> [PROBLEM TO WORK ON] The output should consist solely of the line containing "of the utility" and all lines after it through the final line of the entries below, reproduced exactly.
--- DATA TO USE Enclosed Below ---
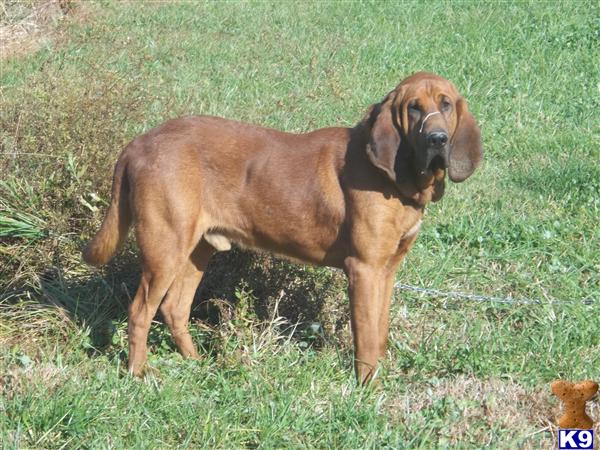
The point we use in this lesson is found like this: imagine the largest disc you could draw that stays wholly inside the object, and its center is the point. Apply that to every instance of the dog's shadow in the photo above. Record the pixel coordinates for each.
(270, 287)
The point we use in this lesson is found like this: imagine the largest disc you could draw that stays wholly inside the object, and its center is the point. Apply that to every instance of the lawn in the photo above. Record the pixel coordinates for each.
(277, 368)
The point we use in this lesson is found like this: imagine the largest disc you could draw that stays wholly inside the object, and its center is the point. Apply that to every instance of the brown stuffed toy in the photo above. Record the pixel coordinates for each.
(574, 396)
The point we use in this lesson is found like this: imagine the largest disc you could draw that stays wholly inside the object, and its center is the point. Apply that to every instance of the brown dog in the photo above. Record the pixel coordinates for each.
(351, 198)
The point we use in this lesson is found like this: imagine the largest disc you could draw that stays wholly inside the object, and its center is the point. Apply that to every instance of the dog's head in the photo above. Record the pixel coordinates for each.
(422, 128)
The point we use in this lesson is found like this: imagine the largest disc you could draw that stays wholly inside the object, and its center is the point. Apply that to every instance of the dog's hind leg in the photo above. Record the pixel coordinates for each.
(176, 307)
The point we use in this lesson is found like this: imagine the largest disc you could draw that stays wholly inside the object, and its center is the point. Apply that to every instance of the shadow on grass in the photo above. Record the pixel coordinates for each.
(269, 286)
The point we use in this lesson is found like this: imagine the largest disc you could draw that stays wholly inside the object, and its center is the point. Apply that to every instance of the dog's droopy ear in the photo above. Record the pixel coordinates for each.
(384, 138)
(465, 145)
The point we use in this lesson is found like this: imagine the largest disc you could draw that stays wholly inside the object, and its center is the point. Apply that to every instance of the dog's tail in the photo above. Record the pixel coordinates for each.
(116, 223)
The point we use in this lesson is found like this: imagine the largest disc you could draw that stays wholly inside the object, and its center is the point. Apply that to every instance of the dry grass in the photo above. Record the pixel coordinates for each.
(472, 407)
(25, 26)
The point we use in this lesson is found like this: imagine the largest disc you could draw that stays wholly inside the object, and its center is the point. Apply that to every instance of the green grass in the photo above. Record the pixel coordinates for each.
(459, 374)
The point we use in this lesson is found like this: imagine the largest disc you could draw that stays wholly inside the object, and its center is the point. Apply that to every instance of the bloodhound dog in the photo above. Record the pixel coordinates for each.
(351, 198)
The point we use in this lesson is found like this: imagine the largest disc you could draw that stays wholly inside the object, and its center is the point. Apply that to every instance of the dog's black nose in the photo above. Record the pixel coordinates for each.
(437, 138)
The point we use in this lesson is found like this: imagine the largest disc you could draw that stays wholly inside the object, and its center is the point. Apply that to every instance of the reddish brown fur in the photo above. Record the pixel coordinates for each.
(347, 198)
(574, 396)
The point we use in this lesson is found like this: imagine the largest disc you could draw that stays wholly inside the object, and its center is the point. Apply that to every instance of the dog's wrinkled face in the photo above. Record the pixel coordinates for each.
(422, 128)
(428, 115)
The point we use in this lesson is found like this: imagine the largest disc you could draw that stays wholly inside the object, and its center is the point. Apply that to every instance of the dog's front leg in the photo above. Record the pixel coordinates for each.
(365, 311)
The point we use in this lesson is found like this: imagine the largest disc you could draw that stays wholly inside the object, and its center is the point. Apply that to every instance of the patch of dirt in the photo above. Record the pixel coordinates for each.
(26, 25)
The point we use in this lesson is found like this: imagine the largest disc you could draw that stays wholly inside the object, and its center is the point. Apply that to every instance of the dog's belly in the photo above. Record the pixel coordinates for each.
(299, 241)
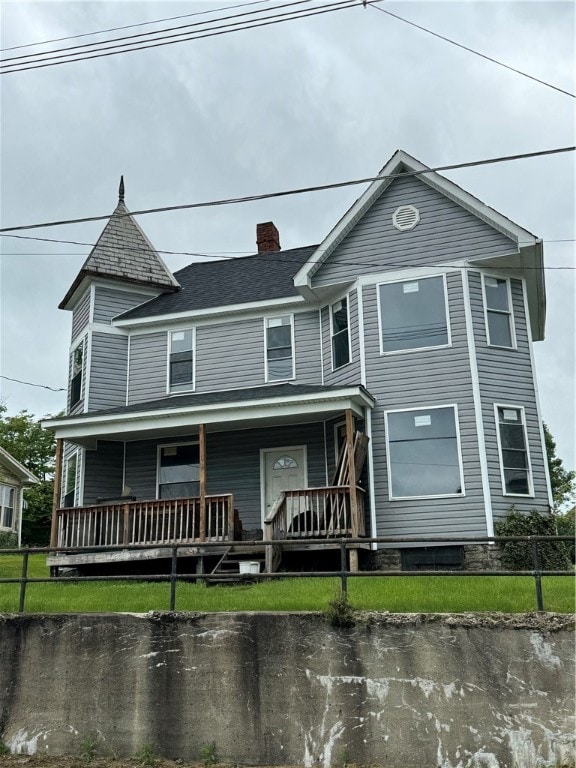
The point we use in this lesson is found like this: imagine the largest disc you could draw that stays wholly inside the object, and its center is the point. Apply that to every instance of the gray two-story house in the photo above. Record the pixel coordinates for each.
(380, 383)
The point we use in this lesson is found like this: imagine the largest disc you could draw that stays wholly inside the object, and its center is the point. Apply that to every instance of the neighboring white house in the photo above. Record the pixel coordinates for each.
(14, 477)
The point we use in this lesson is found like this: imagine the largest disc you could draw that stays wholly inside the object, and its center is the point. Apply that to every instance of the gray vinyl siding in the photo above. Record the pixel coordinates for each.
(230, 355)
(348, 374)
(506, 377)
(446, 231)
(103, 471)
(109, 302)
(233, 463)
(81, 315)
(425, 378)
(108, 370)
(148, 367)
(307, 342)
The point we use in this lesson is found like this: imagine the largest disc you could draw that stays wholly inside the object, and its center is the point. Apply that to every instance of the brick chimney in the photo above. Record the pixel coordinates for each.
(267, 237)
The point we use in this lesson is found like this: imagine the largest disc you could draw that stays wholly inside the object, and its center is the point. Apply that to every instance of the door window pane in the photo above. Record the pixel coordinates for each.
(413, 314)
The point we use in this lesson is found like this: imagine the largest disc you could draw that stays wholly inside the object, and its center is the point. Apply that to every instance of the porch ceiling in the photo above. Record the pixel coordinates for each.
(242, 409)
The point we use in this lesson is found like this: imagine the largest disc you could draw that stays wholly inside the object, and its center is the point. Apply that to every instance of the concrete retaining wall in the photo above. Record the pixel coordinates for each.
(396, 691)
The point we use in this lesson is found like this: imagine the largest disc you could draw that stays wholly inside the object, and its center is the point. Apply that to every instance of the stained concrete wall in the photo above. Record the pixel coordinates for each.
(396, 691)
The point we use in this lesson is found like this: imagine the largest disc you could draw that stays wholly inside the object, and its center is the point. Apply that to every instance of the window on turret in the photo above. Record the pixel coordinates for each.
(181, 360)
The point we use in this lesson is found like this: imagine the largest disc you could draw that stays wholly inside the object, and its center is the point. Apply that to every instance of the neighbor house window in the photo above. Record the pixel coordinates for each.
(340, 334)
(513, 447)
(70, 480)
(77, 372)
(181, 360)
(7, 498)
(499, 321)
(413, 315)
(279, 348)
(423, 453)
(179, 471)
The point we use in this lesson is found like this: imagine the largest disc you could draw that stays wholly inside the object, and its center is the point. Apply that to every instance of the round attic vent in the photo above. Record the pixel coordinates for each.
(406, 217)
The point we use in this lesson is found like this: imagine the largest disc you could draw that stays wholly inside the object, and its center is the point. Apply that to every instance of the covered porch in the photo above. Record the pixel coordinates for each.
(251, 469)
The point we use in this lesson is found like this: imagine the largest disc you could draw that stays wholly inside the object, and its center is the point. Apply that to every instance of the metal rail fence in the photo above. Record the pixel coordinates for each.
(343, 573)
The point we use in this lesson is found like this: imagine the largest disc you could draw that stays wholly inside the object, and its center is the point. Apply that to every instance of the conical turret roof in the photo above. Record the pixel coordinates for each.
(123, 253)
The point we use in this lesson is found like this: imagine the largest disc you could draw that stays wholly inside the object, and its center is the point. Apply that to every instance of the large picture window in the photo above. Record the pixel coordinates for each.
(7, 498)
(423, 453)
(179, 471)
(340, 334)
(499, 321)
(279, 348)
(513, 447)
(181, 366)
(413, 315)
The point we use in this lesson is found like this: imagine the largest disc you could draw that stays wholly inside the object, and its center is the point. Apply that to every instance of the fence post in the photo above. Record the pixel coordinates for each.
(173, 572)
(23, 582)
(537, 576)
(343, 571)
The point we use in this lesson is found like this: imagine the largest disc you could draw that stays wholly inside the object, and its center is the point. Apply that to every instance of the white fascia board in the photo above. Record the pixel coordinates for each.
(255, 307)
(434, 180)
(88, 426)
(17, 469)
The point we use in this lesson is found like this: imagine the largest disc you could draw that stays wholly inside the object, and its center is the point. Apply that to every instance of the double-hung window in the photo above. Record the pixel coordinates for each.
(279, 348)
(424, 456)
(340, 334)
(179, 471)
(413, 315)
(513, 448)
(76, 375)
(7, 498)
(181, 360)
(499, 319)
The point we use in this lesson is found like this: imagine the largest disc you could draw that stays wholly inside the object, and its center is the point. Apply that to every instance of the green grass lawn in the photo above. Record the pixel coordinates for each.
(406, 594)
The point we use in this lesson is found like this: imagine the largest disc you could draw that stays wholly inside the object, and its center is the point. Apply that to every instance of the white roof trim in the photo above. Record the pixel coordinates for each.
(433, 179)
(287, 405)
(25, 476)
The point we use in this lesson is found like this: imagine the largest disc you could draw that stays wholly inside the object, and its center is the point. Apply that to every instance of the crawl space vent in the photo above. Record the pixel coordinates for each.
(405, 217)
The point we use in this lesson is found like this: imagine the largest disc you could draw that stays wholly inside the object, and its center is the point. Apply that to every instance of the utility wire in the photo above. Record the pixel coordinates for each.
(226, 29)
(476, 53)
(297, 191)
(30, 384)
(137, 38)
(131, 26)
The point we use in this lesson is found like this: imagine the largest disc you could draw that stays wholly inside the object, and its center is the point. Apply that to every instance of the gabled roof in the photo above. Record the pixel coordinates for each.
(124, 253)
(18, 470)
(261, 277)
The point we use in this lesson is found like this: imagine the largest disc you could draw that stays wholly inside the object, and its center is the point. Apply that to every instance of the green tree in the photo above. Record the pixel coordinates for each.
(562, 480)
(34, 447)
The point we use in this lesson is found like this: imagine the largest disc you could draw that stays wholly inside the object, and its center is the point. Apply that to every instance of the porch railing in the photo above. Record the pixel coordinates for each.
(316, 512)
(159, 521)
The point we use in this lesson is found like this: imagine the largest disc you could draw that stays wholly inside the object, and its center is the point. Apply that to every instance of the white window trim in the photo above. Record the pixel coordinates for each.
--- End of Enclosed DATA TO USE ---
> [RESULT OF THE EXERCISE]
The point we use in this lesson is found like this: imagine the largest disc you could draw that stays wholly inside the object, and its center is the point. Apply that to every instance of the utility wire in the photo above. Record the pixel coordinates for each.
(226, 29)
(476, 53)
(297, 191)
(30, 384)
(137, 38)
(131, 26)
The point we use in this lesson is found like this: imagine the largest disc you could draw that stays wholly inside the object, and its center is the point. Apply that to every instance of the gabled roof in the photo above. Record the pixel coordinates for each.
(124, 253)
(18, 470)
(261, 277)
The point we use in this lesson is found like this: imagine the largest disc you could draw that stays wholly inside the object, and its center is the point. Apply that to every instance of the green tree in the photo above. Record the pixel coordinates for each.
(562, 480)
(34, 447)
The point we use in this lesson is found like this: imagine the largest disc you could draw that stays wholly inside the object, and its center is the point. Apply that to every instance of the porch railing in the photo above. Record the pixel coordinates for each.
(316, 512)
(159, 521)
The point we use in this lesson is found like this: imagine the largest disc you could draw that stays wholly inside the object, and its center is the point. Apply that to every instance of the white window trim in the photo above. Record the pixel coordinates for each.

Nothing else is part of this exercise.